Exercise:
Wherever the word "itself" appears in the entries, copy the whole line.

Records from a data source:
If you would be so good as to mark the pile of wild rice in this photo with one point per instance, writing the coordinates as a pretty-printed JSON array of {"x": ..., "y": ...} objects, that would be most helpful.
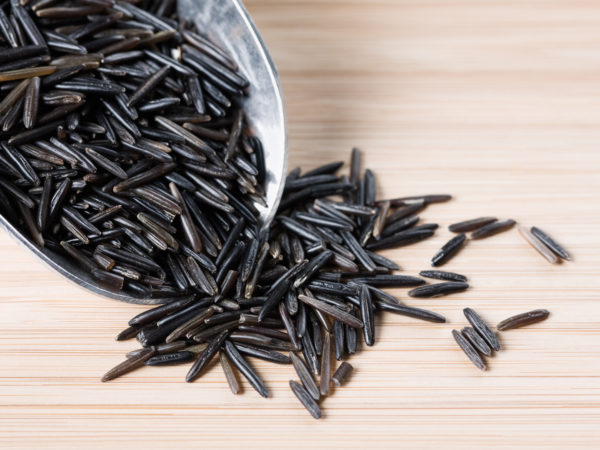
[
  {"x": 121, "y": 156},
  {"x": 124, "y": 148}
]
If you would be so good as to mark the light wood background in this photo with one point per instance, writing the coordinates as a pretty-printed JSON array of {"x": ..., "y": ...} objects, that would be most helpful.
[{"x": 497, "y": 103}]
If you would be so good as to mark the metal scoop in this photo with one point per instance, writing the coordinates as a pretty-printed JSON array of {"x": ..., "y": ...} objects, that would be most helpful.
[{"x": 228, "y": 24}]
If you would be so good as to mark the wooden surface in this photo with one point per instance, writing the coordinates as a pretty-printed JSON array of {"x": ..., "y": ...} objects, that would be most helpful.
[{"x": 497, "y": 103}]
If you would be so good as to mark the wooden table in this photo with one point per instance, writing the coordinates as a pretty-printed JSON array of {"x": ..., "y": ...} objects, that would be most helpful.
[{"x": 497, "y": 103}]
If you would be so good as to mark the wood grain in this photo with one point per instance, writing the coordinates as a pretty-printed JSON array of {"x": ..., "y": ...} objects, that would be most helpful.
[{"x": 497, "y": 103}]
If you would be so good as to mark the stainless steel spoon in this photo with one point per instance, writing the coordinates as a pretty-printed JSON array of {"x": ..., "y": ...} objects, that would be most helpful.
[{"x": 229, "y": 25}]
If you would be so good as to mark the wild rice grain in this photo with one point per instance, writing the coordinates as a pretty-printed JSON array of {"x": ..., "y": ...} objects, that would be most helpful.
[
  {"x": 442, "y": 275},
  {"x": 538, "y": 245},
  {"x": 449, "y": 250},
  {"x": 438, "y": 289},
  {"x": 521, "y": 320},
  {"x": 493, "y": 228},
  {"x": 471, "y": 353},
  {"x": 307, "y": 401},
  {"x": 551, "y": 243},
  {"x": 482, "y": 328}
]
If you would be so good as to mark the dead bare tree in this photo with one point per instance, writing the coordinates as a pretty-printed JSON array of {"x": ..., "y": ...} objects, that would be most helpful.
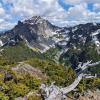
[{"x": 54, "y": 92}]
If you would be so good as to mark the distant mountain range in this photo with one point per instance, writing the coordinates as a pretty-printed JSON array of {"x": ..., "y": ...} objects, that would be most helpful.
[{"x": 40, "y": 35}]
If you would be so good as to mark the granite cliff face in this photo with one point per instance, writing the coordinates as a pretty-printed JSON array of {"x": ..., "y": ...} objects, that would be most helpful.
[
  {"x": 35, "y": 32},
  {"x": 40, "y": 34}
]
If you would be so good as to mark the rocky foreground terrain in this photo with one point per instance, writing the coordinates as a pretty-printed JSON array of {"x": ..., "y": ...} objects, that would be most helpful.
[{"x": 36, "y": 52}]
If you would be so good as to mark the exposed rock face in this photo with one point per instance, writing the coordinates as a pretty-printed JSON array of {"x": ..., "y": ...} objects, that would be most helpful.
[
  {"x": 41, "y": 34},
  {"x": 35, "y": 32},
  {"x": 28, "y": 69}
]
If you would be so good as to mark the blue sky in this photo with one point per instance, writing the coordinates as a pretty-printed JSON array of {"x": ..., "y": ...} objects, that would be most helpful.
[{"x": 59, "y": 12}]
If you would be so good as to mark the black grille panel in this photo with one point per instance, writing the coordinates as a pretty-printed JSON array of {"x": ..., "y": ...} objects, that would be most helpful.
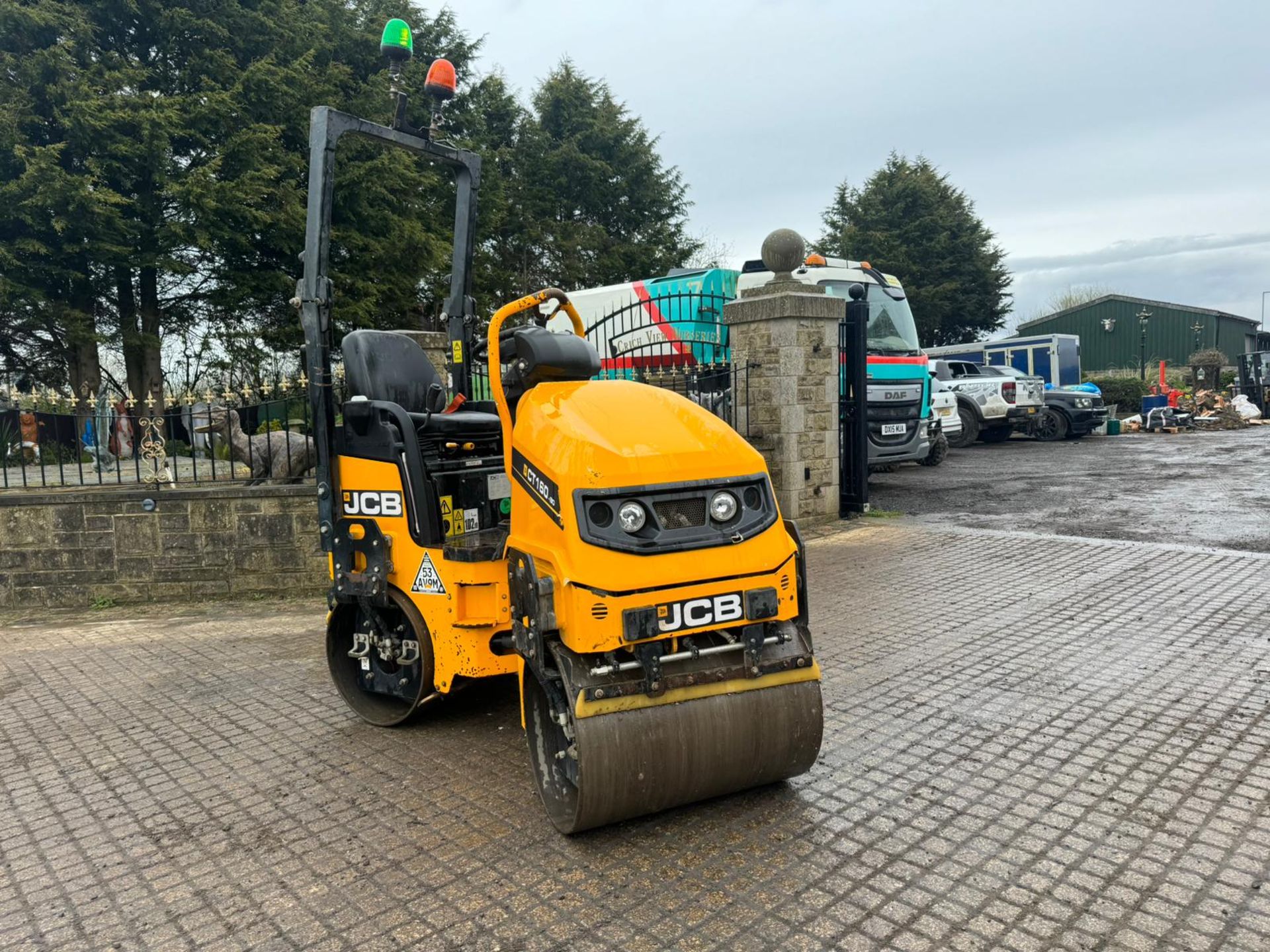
[{"x": 681, "y": 513}]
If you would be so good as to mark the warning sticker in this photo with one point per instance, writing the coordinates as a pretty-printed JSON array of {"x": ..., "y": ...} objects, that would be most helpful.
[
  {"x": 450, "y": 524},
  {"x": 427, "y": 580}
]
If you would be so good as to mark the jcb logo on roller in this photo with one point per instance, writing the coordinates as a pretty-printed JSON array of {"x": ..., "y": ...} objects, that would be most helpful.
[
  {"x": 366, "y": 503},
  {"x": 698, "y": 612}
]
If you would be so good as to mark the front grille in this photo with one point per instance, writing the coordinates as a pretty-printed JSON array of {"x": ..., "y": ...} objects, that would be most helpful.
[{"x": 681, "y": 513}]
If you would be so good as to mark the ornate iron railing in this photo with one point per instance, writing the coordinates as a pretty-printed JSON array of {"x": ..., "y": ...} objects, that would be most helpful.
[{"x": 245, "y": 434}]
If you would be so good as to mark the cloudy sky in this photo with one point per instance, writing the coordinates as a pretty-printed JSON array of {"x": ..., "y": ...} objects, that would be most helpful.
[{"x": 1123, "y": 143}]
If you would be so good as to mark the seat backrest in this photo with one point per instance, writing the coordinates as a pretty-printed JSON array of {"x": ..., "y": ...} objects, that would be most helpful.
[
  {"x": 554, "y": 357},
  {"x": 381, "y": 365}
]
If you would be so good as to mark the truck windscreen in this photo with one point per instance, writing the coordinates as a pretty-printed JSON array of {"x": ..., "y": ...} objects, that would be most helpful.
[{"x": 890, "y": 323}]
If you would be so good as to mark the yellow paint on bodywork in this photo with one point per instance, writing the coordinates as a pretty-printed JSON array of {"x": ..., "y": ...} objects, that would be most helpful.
[
  {"x": 476, "y": 603},
  {"x": 585, "y": 436},
  {"x": 694, "y": 692}
]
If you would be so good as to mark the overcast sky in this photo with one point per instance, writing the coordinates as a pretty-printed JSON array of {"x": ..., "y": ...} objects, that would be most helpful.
[{"x": 1119, "y": 143}]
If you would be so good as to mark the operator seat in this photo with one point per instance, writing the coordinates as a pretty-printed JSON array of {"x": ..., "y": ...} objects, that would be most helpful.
[
  {"x": 392, "y": 367},
  {"x": 538, "y": 356}
]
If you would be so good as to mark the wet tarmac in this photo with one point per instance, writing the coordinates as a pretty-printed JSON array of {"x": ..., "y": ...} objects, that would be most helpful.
[{"x": 1197, "y": 489}]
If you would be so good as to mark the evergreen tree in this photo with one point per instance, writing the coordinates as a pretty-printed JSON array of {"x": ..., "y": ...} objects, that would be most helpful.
[
  {"x": 58, "y": 216},
  {"x": 154, "y": 172},
  {"x": 593, "y": 201},
  {"x": 910, "y": 221}
]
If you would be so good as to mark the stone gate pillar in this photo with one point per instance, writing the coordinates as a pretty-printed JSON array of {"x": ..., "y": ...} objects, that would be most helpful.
[{"x": 788, "y": 333}]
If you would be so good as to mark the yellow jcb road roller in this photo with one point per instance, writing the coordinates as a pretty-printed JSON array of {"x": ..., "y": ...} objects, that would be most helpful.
[{"x": 613, "y": 545}]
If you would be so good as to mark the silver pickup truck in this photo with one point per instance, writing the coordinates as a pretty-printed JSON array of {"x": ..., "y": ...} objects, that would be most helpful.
[{"x": 991, "y": 407}]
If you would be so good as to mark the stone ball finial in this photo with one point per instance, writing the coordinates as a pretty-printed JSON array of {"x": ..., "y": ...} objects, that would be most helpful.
[{"x": 783, "y": 252}]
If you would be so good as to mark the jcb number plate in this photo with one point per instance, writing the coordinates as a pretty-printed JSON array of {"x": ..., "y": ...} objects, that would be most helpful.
[{"x": 709, "y": 611}]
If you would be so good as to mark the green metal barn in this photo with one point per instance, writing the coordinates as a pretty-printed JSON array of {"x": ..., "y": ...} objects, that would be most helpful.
[{"x": 1111, "y": 332}]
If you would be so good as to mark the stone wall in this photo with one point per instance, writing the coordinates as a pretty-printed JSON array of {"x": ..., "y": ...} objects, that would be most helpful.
[
  {"x": 67, "y": 549},
  {"x": 790, "y": 339}
]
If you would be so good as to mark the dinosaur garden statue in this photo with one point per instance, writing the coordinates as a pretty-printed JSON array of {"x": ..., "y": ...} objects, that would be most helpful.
[{"x": 276, "y": 455}]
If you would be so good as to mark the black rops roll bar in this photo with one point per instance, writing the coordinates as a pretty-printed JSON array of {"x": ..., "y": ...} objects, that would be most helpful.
[{"x": 314, "y": 291}]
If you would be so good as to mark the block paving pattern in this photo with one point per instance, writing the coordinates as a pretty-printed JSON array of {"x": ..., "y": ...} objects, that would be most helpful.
[{"x": 1072, "y": 757}]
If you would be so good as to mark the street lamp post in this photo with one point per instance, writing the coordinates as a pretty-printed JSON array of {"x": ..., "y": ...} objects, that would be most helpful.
[
  {"x": 1143, "y": 317},
  {"x": 1199, "y": 329}
]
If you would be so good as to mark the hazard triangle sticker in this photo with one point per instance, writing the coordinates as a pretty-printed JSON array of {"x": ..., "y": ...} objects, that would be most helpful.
[{"x": 427, "y": 580}]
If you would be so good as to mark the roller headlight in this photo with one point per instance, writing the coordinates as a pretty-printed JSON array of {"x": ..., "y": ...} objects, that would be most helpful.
[
  {"x": 723, "y": 507},
  {"x": 632, "y": 517}
]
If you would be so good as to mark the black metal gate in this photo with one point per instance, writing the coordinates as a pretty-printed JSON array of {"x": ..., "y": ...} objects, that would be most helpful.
[
  {"x": 677, "y": 342},
  {"x": 853, "y": 409}
]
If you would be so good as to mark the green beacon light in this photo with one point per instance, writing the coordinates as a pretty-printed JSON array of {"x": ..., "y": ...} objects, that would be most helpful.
[{"x": 398, "y": 42}]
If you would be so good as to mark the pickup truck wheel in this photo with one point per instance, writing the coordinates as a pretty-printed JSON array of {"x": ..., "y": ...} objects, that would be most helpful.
[
  {"x": 939, "y": 450},
  {"x": 1050, "y": 426},
  {"x": 969, "y": 428},
  {"x": 996, "y": 434}
]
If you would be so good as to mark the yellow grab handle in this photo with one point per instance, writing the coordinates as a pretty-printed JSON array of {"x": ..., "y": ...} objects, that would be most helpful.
[{"x": 495, "y": 367}]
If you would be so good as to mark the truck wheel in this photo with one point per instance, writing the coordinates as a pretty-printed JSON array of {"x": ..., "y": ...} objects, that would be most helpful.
[
  {"x": 996, "y": 434},
  {"x": 1050, "y": 426},
  {"x": 969, "y": 428},
  {"x": 939, "y": 450}
]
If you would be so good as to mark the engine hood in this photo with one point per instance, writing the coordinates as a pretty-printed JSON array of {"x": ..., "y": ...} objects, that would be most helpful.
[{"x": 609, "y": 434}]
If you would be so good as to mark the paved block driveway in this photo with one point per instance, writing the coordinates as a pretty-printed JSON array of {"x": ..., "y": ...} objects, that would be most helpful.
[{"x": 1078, "y": 761}]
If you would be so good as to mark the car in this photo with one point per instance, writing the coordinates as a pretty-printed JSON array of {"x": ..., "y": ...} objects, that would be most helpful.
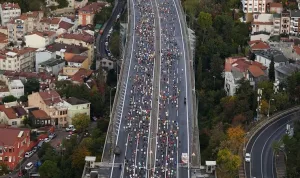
[
  {"x": 46, "y": 140},
  {"x": 29, "y": 166},
  {"x": 247, "y": 157},
  {"x": 28, "y": 154}
]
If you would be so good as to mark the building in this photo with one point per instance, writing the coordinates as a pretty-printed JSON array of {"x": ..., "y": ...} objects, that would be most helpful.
[
  {"x": 237, "y": 68},
  {"x": 77, "y": 106},
  {"x": 52, "y": 66},
  {"x": 14, "y": 143},
  {"x": 265, "y": 57},
  {"x": 50, "y": 102},
  {"x": 282, "y": 72},
  {"x": 17, "y": 59},
  {"x": 20, "y": 26},
  {"x": 12, "y": 116},
  {"x": 16, "y": 88},
  {"x": 81, "y": 39},
  {"x": 9, "y": 11},
  {"x": 87, "y": 13},
  {"x": 294, "y": 27},
  {"x": 254, "y": 6},
  {"x": 39, "y": 117},
  {"x": 274, "y": 7},
  {"x": 285, "y": 22},
  {"x": 38, "y": 39}
]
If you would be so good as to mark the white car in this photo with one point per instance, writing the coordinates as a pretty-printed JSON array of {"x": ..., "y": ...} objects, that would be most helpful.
[
  {"x": 29, "y": 166},
  {"x": 46, "y": 140},
  {"x": 247, "y": 157}
]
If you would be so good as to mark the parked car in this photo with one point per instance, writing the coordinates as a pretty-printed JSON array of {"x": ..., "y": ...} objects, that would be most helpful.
[{"x": 29, "y": 166}]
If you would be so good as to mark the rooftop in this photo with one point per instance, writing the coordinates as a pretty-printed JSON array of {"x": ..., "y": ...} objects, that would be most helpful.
[
  {"x": 278, "y": 55},
  {"x": 75, "y": 49},
  {"x": 52, "y": 62}
]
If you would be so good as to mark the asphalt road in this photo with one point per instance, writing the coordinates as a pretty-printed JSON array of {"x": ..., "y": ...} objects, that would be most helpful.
[
  {"x": 101, "y": 39},
  {"x": 260, "y": 148}
]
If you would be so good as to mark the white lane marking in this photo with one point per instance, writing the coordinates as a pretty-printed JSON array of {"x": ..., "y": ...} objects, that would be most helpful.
[
  {"x": 187, "y": 107},
  {"x": 133, "y": 42},
  {"x": 149, "y": 141},
  {"x": 159, "y": 75},
  {"x": 259, "y": 136}
]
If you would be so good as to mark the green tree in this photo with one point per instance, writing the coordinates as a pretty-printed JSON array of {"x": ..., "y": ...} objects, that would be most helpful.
[
  {"x": 81, "y": 121},
  {"x": 9, "y": 98},
  {"x": 49, "y": 169},
  {"x": 31, "y": 85},
  {"x": 272, "y": 70}
]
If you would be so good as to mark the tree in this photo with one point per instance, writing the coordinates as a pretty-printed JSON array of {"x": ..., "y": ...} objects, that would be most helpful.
[
  {"x": 228, "y": 163},
  {"x": 9, "y": 98},
  {"x": 272, "y": 70},
  {"x": 78, "y": 157},
  {"x": 81, "y": 121},
  {"x": 32, "y": 85},
  {"x": 49, "y": 169}
]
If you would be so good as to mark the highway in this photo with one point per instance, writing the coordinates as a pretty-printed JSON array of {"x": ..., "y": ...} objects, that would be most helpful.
[
  {"x": 101, "y": 39},
  {"x": 153, "y": 114},
  {"x": 260, "y": 147}
]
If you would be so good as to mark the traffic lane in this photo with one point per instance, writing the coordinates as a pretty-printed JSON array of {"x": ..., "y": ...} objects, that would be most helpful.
[
  {"x": 268, "y": 153},
  {"x": 259, "y": 139}
]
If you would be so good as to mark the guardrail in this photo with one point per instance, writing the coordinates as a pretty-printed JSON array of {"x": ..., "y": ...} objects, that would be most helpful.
[{"x": 259, "y": 126}]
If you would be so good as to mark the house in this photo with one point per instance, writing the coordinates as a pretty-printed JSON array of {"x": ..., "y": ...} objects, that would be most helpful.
[
  {"x": 294, "y": 28},
  {"x": 39, "y": 117},
  {"x": 14, "y": 143},
  {"x": 282, "y": 72},
  {"x": 77, "y": 106},
  {"x": 274, "y": 7},
  {"x": 265, "y": 57},
  {"x": 237, "y": 68},
  {"x": 20, "y": 26},
  {"x": 38, "y": 39},
  {"x": 16, "y": 88},
  {"x": 49, "y": 24},
  {"x": 81, "y": 39},
  {"x": 285, "y": 22},
  {"x": 12, "y": 116},
  {"x": 53, "y": 65},
  {"x": 21, "y": 59},
  {"x": 262, "y": 27},
  {"x": 50, "y": 102},
  {"x": 252, "y": 6},
  {"x": 86, "y": 14},
  {"x": 8, "y": 11}
]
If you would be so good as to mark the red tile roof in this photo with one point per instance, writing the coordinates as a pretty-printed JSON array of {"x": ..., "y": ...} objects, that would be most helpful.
[
  {"x": 8, "y": 136},
  {"x": 40, "y": 114},
  {"x": 50, "y": 97},
  {"x": 78, "y": 59},
  {"x": 81, "y": 74}
]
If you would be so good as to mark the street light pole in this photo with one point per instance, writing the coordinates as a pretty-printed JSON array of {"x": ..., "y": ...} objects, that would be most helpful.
[{"x": 269, "y": 106}]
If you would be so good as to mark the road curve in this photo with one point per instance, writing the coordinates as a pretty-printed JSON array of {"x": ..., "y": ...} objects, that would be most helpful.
[{"x": 260, "y": 147}]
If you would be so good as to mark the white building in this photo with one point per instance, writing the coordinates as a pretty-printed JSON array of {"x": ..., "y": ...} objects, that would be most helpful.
[
  {"x": 254, "y": 6},
  {"x": 38, "y": 39},
  {"x": 9, "y": 11},
  {"x": 265, "y": 57},
  {"x": 16, "y": 88}
]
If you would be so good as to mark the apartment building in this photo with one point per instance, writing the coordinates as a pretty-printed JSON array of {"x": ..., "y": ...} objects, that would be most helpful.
[
  {"x": 50, "y": 102},
  {"x": 81, "y": 39},
  {"x": 254, "y": 6},
  {"x": 39, "y": 39},
  {"x": 20, "y": 26},
  {"x": 9, "y": 11},
  {"x": 17, "y": 59},
  {"x": 87, "y": 13},
  {"x": 15, "y": 142},
  {"x": 285, "y": 22}
]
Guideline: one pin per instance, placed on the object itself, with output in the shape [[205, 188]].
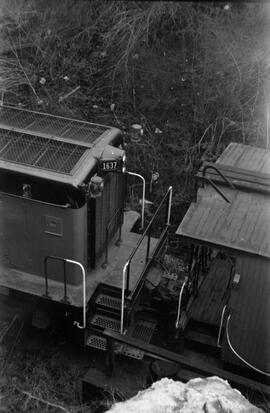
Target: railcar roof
[[243, 224], [249, 325], [51, 147]]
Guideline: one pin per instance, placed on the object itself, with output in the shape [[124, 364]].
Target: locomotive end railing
[[126, 268], [65, 299]]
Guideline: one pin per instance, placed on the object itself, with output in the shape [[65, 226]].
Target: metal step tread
[[143, 330], [103, 321], [108, 301]]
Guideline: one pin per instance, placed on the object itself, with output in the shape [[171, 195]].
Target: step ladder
[[106, 309]]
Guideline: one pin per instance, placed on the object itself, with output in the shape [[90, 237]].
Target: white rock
[[211, 395]]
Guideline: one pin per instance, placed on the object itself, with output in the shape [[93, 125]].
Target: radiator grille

Reply to the exercise:
Guideline: one pin per instance, placed on the object itself, with output in the shape [[205, 188]].
Guideline: one pin per instance, placed on the object itself, with output in the shape [[124, 364]].
Guideline: one pin per instance, placed on the object itself, with output in the shape [[65, 226]].
Guideline: one pin per instance, placed on the object itself, with output in the shape [[171, 195]].
Guideline: one pin per instance, placed on the object itself, with output in the shape [[90, 237]].
Guideline: one pin per instance, placed on the object itself, with output in the shape [[93, 125]].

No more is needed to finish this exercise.